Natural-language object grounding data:
* * * *

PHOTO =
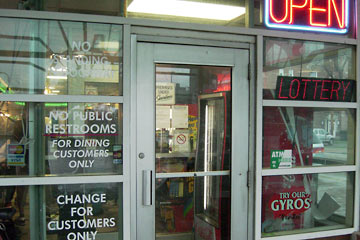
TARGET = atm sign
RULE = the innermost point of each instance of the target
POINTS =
(330, 16)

* * * *

THE TASK. Return every line above exactly, omitting images.

ANSWER FOR THE TASK.
PHOTO =
TARGET = atm sign
RULE = the innermost point of each instance of the target
POINTS =
(330, 16)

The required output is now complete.